**What is asked**: Report each line of the material below that contains the string "cracked", reproducing every such line in full.
* * *
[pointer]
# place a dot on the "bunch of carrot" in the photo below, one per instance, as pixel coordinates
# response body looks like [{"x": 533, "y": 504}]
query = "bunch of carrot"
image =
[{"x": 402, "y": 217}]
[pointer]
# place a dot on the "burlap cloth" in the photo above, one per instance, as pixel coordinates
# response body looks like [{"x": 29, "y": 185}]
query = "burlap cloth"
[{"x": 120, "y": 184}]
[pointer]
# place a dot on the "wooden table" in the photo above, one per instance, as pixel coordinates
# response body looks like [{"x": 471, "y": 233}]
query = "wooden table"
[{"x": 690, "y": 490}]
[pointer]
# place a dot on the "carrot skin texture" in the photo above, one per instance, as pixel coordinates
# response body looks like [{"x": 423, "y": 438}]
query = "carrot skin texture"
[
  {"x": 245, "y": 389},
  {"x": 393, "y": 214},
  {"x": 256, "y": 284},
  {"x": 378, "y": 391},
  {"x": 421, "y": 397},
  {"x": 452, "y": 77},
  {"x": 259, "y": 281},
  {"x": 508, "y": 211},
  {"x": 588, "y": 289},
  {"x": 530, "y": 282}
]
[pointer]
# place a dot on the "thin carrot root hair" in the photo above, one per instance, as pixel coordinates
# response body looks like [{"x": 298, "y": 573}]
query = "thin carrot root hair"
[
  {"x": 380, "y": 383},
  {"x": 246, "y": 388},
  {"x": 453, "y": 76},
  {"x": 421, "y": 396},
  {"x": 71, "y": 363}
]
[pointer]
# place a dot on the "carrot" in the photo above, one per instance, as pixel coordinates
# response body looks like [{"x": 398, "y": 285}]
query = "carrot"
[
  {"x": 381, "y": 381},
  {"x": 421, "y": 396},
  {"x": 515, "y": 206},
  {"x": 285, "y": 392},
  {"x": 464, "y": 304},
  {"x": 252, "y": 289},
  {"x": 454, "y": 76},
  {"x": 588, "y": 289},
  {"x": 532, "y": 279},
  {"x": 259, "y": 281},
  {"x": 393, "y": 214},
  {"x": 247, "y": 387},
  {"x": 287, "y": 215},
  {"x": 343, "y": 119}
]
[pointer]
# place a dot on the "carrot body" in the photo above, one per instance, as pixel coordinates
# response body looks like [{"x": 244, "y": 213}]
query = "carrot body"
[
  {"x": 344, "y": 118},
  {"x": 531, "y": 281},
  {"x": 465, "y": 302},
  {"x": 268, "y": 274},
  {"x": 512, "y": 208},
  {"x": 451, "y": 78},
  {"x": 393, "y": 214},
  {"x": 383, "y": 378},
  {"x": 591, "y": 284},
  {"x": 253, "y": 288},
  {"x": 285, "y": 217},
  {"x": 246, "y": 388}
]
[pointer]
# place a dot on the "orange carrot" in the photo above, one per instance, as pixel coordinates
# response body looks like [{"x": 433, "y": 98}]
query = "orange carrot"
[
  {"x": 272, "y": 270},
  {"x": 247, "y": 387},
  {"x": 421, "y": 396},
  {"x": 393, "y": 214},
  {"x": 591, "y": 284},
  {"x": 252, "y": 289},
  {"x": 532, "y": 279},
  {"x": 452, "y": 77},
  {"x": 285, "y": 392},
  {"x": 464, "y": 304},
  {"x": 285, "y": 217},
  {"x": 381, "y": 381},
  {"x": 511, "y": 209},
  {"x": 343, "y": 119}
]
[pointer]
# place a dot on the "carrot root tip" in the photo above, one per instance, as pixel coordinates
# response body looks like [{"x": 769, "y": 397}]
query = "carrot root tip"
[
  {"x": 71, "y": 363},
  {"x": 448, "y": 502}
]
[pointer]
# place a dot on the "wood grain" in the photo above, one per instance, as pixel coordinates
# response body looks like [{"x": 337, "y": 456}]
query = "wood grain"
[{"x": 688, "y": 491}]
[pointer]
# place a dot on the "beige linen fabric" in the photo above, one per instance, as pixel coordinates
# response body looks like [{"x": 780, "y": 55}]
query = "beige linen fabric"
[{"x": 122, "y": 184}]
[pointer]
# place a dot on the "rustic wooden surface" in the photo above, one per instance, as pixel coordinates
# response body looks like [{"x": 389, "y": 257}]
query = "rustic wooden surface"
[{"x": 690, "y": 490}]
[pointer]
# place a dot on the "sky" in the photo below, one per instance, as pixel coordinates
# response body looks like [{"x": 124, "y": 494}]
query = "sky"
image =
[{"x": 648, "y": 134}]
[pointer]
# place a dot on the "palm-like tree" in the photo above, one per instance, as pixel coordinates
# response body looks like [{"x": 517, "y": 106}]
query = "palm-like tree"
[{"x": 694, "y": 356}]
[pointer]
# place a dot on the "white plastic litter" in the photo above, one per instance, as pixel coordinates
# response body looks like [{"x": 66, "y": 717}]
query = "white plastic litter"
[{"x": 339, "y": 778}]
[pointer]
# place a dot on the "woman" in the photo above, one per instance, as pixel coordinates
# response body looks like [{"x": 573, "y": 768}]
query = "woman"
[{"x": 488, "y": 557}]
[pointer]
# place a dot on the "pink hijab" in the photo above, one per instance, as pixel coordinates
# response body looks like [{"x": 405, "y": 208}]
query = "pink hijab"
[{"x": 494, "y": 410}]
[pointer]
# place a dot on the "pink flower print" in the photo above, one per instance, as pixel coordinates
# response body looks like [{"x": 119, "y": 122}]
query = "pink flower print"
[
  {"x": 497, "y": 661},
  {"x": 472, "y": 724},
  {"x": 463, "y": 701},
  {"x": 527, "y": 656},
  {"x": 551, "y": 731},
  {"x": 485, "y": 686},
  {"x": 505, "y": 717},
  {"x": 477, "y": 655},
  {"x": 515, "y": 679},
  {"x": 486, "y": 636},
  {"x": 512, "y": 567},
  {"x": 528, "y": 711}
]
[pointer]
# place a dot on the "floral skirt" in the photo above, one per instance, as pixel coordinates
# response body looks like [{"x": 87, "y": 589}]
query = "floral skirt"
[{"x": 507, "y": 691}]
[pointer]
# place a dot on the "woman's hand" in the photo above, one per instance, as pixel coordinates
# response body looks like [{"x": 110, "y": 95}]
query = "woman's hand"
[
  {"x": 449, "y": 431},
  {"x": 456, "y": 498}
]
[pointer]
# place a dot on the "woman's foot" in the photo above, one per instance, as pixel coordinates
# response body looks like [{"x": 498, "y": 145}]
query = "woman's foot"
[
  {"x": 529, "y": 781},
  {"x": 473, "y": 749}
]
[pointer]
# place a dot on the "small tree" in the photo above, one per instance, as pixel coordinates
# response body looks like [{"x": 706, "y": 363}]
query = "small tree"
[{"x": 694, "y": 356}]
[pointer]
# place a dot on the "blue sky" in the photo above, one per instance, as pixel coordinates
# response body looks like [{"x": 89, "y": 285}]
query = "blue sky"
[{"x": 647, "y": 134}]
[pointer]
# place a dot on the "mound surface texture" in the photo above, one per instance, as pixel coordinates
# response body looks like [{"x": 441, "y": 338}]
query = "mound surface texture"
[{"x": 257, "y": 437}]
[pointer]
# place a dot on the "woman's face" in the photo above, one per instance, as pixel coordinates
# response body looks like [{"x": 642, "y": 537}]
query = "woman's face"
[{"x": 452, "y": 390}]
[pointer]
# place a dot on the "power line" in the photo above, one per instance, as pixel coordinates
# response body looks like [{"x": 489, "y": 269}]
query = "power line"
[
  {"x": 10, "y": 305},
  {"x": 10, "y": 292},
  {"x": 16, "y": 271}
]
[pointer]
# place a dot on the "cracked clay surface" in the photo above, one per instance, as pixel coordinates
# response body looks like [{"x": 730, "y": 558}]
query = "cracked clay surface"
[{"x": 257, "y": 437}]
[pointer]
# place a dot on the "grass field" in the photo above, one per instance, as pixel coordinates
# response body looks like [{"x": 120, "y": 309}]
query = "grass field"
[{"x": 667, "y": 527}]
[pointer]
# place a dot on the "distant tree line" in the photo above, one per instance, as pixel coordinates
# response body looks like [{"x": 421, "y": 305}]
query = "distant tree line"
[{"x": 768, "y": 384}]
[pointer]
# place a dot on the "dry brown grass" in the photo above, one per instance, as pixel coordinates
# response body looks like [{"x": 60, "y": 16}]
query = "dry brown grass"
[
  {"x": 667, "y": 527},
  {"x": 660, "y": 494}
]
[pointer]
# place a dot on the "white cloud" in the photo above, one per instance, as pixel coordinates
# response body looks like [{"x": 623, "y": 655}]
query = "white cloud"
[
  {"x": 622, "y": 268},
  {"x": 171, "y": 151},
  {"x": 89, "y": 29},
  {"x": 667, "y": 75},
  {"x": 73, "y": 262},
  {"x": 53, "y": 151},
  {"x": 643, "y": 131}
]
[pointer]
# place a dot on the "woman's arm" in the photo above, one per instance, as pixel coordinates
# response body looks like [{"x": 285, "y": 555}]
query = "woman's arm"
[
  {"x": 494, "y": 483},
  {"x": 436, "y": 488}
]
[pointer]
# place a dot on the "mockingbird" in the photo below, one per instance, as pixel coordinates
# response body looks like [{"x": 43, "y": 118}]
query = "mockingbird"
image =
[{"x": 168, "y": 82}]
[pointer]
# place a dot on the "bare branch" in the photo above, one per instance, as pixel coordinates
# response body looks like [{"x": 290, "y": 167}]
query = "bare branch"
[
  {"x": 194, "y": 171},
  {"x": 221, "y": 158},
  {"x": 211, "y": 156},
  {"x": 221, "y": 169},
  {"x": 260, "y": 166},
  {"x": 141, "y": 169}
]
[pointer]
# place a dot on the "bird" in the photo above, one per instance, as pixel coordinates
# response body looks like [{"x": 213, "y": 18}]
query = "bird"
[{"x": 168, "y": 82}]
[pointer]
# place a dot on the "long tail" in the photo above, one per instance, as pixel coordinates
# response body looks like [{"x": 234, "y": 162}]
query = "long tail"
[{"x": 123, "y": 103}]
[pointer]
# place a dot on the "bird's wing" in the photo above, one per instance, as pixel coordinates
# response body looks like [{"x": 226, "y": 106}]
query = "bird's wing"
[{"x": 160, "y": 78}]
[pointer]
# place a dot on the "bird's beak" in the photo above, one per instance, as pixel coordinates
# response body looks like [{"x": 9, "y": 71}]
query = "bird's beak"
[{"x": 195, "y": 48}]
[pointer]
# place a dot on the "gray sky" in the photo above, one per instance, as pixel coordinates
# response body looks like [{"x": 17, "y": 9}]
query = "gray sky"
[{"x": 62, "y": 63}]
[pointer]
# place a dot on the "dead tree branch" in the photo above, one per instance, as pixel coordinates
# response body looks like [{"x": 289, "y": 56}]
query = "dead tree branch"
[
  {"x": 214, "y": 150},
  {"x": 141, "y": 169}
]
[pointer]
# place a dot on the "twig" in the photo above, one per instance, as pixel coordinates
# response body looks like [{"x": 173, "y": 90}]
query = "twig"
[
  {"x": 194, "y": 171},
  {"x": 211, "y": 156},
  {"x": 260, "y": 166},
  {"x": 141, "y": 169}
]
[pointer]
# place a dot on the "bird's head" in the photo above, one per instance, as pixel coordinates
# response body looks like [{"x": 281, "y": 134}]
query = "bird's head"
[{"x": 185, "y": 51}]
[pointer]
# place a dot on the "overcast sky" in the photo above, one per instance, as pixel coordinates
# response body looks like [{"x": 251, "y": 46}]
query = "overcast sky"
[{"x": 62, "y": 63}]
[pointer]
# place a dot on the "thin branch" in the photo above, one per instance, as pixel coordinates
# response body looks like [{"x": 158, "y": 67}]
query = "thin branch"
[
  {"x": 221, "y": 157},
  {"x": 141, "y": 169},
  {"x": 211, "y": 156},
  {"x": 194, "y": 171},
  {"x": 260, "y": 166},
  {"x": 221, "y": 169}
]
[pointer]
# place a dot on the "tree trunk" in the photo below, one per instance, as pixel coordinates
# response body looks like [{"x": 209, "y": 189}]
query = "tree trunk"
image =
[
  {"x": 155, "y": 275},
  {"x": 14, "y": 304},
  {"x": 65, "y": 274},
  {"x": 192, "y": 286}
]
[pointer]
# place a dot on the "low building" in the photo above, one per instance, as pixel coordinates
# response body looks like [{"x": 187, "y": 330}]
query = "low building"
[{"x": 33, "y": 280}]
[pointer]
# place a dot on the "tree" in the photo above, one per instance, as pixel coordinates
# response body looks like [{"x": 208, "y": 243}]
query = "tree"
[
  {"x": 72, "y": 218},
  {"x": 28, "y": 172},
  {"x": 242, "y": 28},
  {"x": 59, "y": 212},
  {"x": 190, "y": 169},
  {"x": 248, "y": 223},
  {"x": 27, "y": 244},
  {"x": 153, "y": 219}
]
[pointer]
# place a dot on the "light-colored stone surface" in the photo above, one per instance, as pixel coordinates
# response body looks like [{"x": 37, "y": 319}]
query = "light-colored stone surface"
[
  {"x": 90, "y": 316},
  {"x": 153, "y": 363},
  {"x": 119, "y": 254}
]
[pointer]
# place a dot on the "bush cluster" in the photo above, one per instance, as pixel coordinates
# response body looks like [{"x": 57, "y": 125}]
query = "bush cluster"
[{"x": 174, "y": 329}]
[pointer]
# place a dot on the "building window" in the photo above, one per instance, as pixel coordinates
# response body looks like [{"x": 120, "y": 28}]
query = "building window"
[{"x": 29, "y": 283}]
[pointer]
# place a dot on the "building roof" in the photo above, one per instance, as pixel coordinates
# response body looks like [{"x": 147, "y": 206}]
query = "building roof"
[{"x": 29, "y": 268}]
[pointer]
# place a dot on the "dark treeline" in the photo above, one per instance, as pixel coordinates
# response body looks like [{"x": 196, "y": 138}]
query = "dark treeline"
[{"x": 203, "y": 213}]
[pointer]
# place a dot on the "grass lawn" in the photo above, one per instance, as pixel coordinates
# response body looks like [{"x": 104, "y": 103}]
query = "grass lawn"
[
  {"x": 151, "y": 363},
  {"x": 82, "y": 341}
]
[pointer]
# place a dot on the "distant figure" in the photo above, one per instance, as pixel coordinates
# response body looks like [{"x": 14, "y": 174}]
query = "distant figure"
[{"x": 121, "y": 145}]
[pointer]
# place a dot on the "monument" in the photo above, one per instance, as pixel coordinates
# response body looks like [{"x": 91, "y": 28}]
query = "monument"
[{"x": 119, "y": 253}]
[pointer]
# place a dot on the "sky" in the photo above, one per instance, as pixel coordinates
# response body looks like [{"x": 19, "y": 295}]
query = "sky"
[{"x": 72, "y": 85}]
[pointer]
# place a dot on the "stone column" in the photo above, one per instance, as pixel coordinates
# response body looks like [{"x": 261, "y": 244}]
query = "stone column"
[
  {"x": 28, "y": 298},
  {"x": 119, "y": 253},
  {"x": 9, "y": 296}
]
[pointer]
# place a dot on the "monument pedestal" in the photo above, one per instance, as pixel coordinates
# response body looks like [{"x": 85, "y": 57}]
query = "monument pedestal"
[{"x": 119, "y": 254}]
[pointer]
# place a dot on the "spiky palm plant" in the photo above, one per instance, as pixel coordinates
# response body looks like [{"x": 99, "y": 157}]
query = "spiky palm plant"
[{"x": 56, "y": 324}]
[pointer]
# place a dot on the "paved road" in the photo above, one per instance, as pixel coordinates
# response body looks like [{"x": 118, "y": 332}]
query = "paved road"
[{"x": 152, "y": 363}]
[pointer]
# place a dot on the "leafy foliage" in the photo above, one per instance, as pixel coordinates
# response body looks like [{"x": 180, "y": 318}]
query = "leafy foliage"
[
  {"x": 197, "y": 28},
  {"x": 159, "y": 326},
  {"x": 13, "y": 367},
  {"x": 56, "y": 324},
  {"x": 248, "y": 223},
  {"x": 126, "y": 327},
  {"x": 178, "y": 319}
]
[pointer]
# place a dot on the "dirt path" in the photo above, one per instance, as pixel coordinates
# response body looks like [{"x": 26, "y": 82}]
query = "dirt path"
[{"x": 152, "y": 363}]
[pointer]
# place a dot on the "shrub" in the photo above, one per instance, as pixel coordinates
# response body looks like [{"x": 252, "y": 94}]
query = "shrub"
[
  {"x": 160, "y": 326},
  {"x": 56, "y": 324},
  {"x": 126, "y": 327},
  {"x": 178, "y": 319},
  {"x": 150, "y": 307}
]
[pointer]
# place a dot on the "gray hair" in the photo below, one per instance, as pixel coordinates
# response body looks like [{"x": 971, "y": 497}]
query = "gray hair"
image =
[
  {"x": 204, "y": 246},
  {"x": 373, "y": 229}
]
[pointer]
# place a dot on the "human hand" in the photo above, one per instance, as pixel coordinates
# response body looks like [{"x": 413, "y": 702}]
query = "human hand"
* * *
**Answer to this exercise**:
# place a dot on the "cracked clay surface" in the photo above, one per instance, as pixel coordinates
query = "cracked clay surface"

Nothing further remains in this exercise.